* _PROBLEM REQUIREMENTS_: Reproduce the lines below word for word, leaving the pictures out of your answer.

* _RECORDS FOR THE TASK_:
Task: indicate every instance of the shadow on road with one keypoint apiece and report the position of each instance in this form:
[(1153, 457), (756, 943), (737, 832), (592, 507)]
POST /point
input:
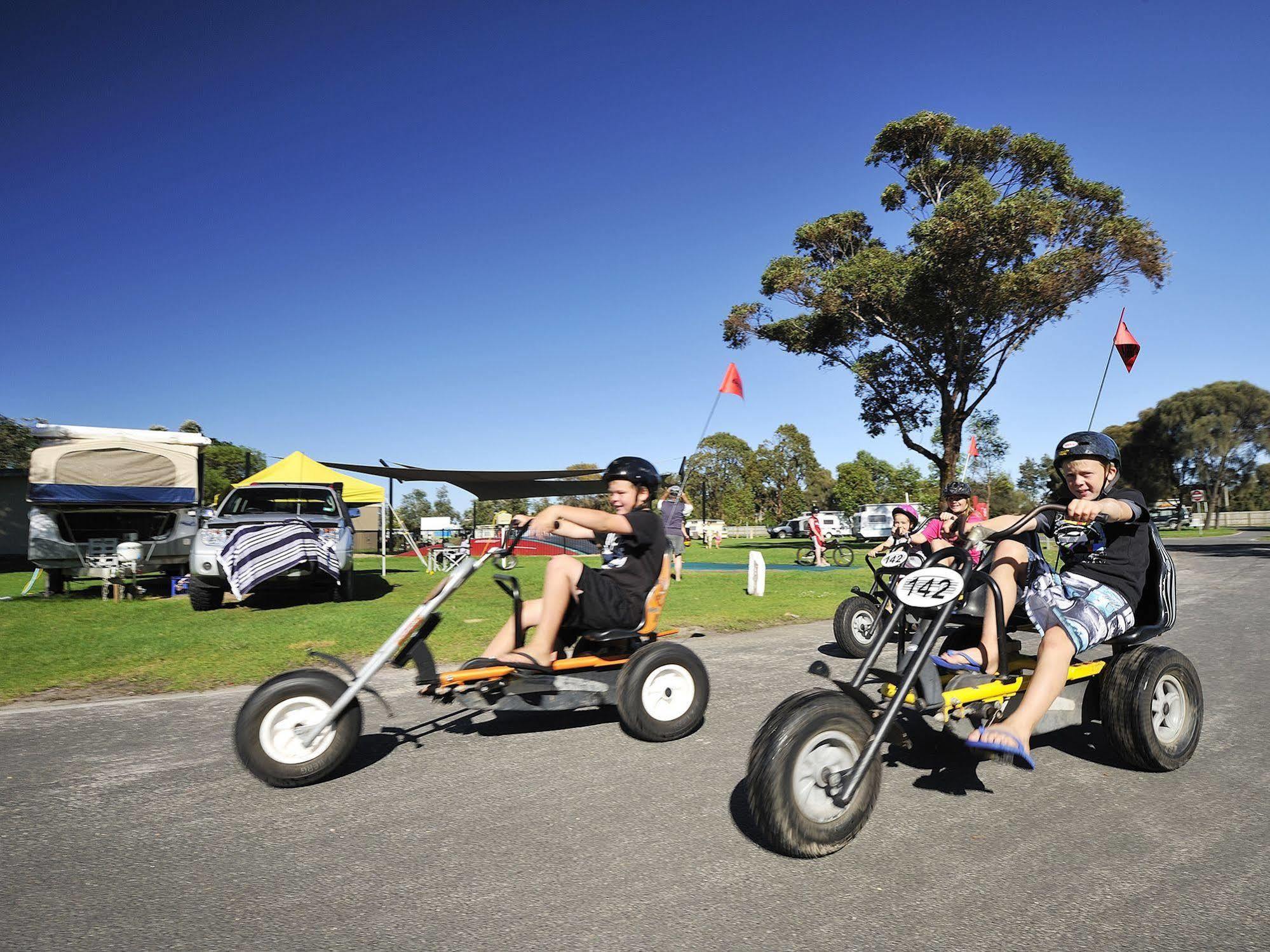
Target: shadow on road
[(1225, 550), (738, 807)]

* _EXERCISE SOLUTION_:
Task: indicate every instance of the shadow on road with one keypoint apiece and report the position of each instance in this form:
[(1153, 457), (756, 943), (737, 832), (592, 507)]
POST /point
input:
Target: shadow on road
[(1225, 550), (738, 807)]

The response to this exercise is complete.